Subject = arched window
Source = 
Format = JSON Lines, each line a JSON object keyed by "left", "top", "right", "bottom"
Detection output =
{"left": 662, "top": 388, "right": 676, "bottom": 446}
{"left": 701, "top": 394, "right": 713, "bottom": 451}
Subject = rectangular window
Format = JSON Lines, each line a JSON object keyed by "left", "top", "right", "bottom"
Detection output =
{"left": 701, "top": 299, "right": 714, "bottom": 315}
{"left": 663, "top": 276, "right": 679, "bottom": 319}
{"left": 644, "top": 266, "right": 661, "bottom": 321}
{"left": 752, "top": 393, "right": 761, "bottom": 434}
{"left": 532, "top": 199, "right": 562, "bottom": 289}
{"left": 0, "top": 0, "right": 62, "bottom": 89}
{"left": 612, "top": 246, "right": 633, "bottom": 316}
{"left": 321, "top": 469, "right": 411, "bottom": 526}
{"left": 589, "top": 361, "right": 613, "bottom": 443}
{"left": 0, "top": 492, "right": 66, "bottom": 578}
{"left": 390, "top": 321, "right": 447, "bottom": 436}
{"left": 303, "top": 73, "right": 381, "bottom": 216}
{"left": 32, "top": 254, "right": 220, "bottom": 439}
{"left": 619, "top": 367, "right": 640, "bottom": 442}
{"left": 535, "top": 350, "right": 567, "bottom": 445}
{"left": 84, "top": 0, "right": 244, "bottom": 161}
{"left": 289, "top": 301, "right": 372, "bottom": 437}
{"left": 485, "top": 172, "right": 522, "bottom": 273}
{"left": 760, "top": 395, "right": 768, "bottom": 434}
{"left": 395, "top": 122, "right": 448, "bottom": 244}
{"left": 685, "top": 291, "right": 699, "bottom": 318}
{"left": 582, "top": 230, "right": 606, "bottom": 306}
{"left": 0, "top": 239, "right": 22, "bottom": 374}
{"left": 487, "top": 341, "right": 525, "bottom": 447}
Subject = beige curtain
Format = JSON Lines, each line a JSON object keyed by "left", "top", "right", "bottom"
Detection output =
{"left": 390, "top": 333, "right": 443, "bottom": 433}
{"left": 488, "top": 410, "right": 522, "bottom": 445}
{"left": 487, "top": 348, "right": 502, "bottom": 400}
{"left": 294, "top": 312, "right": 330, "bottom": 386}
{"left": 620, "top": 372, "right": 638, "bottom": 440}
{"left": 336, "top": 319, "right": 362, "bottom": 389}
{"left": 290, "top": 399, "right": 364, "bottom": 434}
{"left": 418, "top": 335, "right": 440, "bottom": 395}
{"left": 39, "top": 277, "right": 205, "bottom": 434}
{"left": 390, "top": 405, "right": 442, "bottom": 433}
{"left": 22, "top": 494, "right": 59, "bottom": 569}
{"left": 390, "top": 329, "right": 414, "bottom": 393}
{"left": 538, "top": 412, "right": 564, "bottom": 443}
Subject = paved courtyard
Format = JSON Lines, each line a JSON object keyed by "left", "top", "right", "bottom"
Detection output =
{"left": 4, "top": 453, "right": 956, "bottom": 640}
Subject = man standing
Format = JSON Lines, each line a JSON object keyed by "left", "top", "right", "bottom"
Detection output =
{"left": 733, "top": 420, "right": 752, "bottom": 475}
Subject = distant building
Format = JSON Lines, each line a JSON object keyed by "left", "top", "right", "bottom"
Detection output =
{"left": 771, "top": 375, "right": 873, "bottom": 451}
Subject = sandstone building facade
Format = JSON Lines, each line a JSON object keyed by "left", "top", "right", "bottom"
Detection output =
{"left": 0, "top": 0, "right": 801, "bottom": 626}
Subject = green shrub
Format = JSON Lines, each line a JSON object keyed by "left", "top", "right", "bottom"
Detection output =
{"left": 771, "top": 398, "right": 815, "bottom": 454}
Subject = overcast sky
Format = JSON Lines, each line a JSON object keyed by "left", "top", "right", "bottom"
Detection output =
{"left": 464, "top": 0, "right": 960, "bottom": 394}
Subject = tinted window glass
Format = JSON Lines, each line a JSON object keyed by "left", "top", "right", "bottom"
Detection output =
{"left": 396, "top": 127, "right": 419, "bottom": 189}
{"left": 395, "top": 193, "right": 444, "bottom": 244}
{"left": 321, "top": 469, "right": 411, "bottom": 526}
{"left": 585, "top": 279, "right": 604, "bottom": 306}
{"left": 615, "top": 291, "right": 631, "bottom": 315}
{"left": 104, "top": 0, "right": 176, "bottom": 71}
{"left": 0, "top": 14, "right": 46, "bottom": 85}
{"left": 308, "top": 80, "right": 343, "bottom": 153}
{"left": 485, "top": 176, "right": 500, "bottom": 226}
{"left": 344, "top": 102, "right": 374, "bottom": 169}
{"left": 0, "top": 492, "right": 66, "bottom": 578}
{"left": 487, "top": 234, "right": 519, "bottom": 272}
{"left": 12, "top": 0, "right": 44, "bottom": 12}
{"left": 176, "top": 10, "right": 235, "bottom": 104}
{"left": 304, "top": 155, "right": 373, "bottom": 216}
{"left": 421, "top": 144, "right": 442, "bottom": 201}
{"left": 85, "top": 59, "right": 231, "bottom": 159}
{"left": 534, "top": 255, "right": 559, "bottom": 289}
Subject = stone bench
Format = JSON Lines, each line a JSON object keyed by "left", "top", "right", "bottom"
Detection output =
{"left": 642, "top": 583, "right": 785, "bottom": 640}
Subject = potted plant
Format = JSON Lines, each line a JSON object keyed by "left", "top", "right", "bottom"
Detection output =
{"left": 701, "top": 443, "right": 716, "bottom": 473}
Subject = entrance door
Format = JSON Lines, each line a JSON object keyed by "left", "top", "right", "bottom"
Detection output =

» **DIRECTIONS FOR THIS TASK**
Working from the entries above, filter out every line that lacks "window" and copy what remains.

» **SOLUTION FOR THIS TASK**
Subject = arched window
Subject = rectangular window
Subject = tinted window glass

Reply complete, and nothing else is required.